[A block of data]
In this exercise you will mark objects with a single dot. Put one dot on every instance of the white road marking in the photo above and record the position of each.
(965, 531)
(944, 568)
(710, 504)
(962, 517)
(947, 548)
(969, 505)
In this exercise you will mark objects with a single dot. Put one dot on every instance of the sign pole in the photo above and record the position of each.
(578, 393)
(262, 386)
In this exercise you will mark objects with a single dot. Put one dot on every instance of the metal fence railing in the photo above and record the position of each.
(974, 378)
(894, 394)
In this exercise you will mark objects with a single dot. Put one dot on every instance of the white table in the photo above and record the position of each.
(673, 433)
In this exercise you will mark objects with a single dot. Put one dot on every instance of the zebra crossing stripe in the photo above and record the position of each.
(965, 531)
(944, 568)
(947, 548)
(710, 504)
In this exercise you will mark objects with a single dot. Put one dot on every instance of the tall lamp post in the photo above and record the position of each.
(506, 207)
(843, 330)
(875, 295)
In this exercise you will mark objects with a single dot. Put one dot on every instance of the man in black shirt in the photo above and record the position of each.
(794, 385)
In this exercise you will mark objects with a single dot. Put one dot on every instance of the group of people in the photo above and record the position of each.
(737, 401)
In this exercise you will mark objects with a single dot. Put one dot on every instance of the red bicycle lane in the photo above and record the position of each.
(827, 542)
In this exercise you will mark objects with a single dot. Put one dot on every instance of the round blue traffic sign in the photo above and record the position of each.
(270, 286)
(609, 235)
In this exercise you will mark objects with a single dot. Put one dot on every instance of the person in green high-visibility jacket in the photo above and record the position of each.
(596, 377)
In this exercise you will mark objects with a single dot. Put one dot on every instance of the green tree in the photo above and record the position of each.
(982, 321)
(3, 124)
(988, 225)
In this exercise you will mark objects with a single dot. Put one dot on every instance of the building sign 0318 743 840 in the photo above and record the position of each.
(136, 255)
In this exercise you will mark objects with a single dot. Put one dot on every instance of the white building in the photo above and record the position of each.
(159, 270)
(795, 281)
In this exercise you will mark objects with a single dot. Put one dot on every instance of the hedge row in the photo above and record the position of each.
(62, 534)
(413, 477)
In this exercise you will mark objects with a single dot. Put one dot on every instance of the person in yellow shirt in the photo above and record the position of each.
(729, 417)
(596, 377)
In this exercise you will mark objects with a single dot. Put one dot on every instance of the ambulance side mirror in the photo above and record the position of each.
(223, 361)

EXERCISE DIRECTIONS: Please rewrite the items starting at the line that contains "the white building" and ending at the last of the items, changing "hedge row" to "row of shrubs" and keeping everything else the same.

PROBLEM SOLUTION:
In this exercise you will mark objects with a single dot. Put one dot on every instance of the white building in the photo above and record the position of each.
(159, 270)
(795, 281)
In this exercise you will mark objects with a single dot. Put one dot on every instance of the row of shrubs in the photo above and record the position of each.
(62, 534)
(413, 477)
In this exercise you will mark objects with a single dot. Put one dot on every instance of the person in yellow shirt in the photo above and record the position of each.
(729, 417)
(596, 377)
In this exercise you will mark objects with a single dot. Put one dot on every instance of the ambulance side mirror in the photo above and record the position of each.
(223, 361)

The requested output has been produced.